* [WORK REQUIRED] Take the line that contains "Where can the out-of-focus" as the first and the last line of the material as the final one; set down exactly the lines in that span.

[Named-object pointing records]

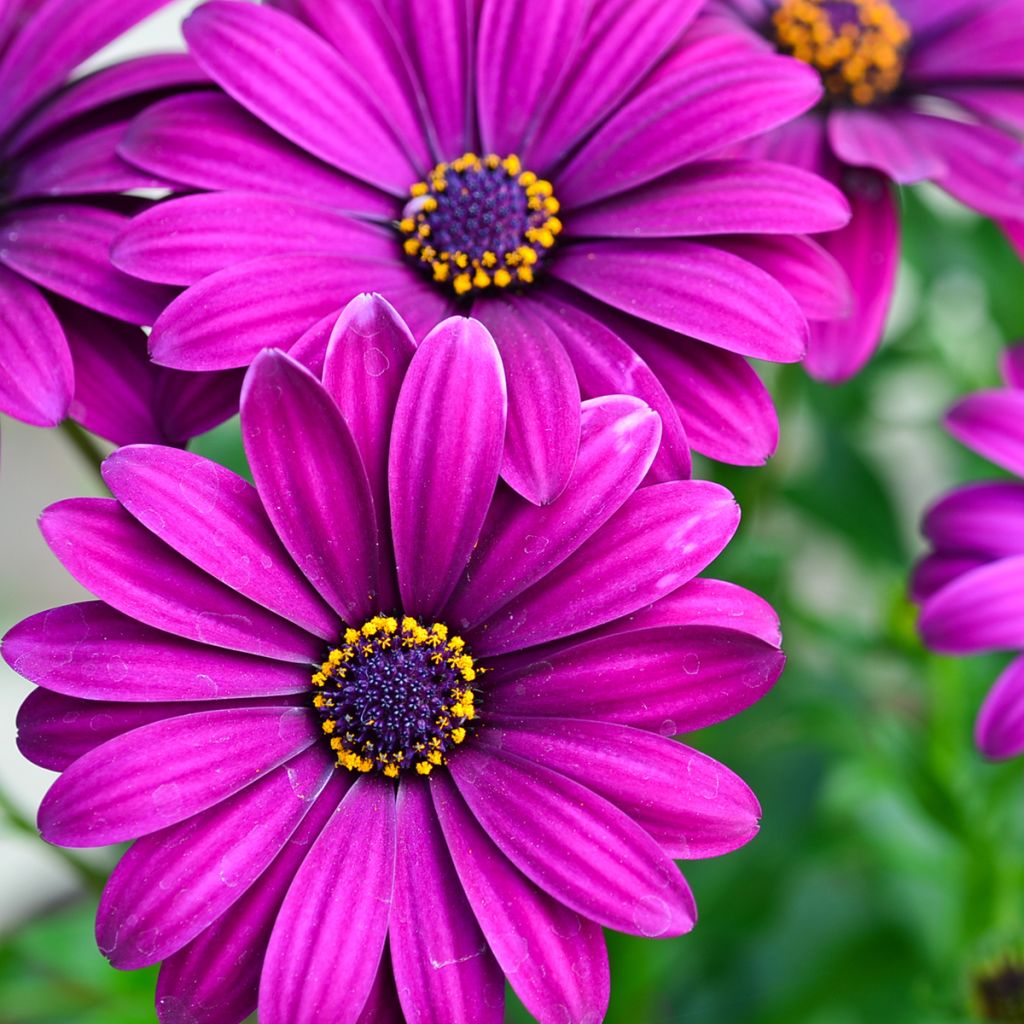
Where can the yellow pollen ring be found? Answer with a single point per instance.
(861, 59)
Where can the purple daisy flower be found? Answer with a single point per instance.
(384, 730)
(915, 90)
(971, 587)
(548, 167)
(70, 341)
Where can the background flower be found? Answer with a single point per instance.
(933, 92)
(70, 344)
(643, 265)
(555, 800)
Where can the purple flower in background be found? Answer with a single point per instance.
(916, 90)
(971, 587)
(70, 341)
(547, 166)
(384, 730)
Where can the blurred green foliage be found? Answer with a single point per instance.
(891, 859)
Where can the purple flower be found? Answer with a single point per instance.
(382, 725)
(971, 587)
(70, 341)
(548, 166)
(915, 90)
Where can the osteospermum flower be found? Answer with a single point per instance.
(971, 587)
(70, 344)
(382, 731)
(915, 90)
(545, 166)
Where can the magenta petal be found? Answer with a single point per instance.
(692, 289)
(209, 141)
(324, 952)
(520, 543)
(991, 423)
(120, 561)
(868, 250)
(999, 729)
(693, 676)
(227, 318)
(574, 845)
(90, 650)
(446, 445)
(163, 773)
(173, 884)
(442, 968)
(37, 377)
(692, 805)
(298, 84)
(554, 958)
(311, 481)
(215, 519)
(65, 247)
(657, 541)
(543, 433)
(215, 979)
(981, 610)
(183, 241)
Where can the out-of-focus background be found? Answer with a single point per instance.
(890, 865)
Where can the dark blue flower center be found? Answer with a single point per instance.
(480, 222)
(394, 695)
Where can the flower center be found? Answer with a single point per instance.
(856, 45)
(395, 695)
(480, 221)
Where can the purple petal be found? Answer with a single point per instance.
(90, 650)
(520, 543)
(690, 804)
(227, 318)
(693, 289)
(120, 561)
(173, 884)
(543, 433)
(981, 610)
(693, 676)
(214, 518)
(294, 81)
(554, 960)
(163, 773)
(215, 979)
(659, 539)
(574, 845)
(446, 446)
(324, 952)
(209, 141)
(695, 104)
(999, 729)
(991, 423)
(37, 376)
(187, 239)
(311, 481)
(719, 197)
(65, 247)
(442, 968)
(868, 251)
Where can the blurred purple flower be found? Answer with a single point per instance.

* [TASK RESULT]
Where can the out-of-focus background be found? Answer with a single point per instance.
(890, 865)
Where can the dark blue flower center be found? Answer with a single point per instance.
(480, 222)
(394, 695)
Where can the flower center be found? Answer with a single point per instance.
(856, 45)
(395, 695)
(480, 221)
Where can the purple petal be found? Answer with a single point per instance.
(90, 650)
(520, 543)
(690, 804)
(227, 318)
(693, 289)
(120, 561)
(173, 884)
(543, 433)
(981, 610)
(693, 676)
(214, 518)
(294, 81)
(554, 960)
(163, 773)
(215, 979)
(659, 539)
(574, 845)
(446, 446)
(324, 952)
(209, 141)
(695, 104)
(999, 729)
(991, 423)
(37, 376)
(187, 239)
(311, 481)
(719, 197)
(65, 247)
(442, 968)
(868, 251)
Where can the blurred purple flower be found? Answer with a single point per instance.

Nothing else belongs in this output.